## Excerpt
# Tiny, but powerful



## Hawaiilad (Feb 16, 2010)

Thanks for the review. Did I miss where you bought it?


----------



## EarlS (Dec 21, 2011)

How big is the filter? Seems like something this small would plug the filter off in no time if you are collecting ROS dust.


----------



## Tennessee (Jul 8, 2011)

https://www.harborfreight.com/2-12-gal-wetdry-vacuumblower-61162.html
I bought this from HF for $32.99 less 20%, for a total of $26.40.
8 foot cord, 4 foot hose.
I keep it around my lathe, and it works great for cleaning up the lathe after I am done. Also great on my pen lathe since the hose is small and gets into the tight holes and cubbys around the motor and drive box.
Listed at 2 1/2 gallon, but I think more like 2 gallon. Works great.


----------



## wormil (Nov 19, 2011)

So you've owned it one day? I had a little ShopVac, very similar, might have been the same. It worked fine, just long enough for the warranty to run out then died. it was the 2nd ShopVac I owned. I'll never own a 3rd. Last time I bought a Ridgid, be interesting to see how long it lasts.


----------



## Tennessee (Jul 8, 2011)

Rick:
Not a Shopvac fan either. Failure rate is too high.
I've had Rigids in my current shop that were also in my last two shops, and at least one of them is 17 years old. They never die.


----------



## MrRon (Jul 9, 2009)

I bought it for the small size. A larger one would not fit in the base I made for my oscillating spindle sander. So far it's doing what I want it for, but will let you know if and when it fails. At my age, it may outlast me.


----------



## rad457 (Jun 15, 2013)

I have the old SS Shopvac, no complaints, also picked up the baby Rigid awhile back and been impressed with everything but the short hose.


----------



## Bill1974 (Mar 24, 2010)

I have had an earlier version of this and it works well. The filter does clog easily with fine dust. Banging it does seem to knock the film off the filter. I doesn't want to stay upright unless you hold it while using it (topples easily). Loud and not a nice loud, but no inexpensive small vacuum is. It is handy to use for picking up liquid messes (don't need to mess my larger shopvac that's half filled with dust) or to suck the water out of washing machine if you have to do repairs on it. I also have the Ridgid bucket head vac and it works about the same. For both the filter clogs before the bucket is full. Replacing/cleaning filters on either isn't to fun.


----------

## Entries shown

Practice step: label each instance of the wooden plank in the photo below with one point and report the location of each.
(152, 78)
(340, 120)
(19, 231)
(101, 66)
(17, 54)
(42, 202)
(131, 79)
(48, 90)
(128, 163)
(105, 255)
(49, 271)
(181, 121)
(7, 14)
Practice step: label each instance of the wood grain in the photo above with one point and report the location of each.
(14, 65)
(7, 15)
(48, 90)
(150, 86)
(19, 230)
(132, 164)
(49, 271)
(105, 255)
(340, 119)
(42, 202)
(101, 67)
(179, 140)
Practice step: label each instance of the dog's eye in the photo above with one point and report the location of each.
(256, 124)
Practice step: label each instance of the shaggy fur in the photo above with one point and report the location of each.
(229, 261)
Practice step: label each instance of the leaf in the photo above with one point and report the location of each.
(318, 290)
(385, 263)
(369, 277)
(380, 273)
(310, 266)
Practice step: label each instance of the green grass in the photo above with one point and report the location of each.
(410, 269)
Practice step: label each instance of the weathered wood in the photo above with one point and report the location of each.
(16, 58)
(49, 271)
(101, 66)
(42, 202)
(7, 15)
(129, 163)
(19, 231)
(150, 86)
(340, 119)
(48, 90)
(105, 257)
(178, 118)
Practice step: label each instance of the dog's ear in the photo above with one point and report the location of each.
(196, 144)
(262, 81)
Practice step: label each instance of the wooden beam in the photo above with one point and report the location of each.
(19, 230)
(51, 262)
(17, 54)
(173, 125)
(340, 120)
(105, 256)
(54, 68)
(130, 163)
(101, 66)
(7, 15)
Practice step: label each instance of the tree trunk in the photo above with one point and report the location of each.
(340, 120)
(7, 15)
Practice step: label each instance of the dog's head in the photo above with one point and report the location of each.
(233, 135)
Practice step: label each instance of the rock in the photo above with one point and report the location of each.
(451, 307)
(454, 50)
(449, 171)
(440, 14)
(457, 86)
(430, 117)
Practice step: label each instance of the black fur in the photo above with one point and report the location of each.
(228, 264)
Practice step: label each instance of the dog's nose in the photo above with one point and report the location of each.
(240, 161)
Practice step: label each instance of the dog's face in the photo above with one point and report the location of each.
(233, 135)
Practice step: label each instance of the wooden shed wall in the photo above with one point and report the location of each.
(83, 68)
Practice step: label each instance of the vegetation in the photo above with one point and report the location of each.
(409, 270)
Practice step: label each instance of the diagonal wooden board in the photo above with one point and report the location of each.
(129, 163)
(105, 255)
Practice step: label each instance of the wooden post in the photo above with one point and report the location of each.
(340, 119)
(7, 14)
==
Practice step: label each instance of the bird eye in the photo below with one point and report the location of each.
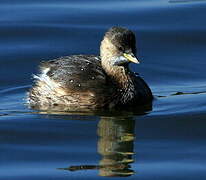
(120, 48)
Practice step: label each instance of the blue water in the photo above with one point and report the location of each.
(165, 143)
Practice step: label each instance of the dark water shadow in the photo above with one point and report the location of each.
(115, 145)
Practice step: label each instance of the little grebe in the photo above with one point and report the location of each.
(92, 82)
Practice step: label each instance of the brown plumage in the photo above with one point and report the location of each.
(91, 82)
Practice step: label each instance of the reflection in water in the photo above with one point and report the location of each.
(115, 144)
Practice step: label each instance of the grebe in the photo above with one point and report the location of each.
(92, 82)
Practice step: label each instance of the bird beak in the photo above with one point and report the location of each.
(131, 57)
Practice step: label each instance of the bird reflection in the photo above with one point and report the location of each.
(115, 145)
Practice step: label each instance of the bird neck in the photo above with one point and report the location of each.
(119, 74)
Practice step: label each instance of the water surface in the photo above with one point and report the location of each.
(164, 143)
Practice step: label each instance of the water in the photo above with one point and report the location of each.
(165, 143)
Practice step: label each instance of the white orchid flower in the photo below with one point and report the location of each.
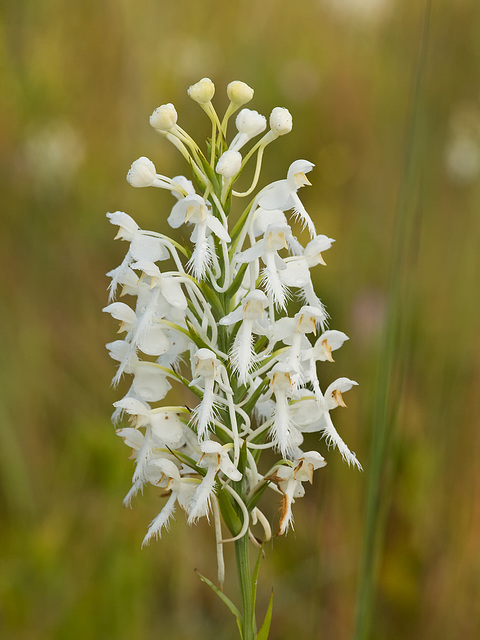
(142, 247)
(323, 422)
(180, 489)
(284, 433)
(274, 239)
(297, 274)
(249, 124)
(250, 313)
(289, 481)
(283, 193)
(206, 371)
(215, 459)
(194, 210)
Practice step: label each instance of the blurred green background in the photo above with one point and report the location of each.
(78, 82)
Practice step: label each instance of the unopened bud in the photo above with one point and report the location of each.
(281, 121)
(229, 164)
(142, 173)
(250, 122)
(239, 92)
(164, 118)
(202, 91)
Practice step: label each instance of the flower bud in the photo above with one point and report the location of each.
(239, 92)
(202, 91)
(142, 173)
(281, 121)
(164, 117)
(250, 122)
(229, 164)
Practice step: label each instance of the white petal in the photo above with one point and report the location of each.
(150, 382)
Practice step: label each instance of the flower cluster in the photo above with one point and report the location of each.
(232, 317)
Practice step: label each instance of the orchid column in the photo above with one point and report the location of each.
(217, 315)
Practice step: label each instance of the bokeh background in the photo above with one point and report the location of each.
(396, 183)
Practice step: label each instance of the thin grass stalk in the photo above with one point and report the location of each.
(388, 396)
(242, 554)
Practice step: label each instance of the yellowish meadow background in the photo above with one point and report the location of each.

## Instruction
In the thread, what total did Tennessee pay for the wet/dry vacuum from HF after the 20% discount?

## Answer to the exercise
$26.40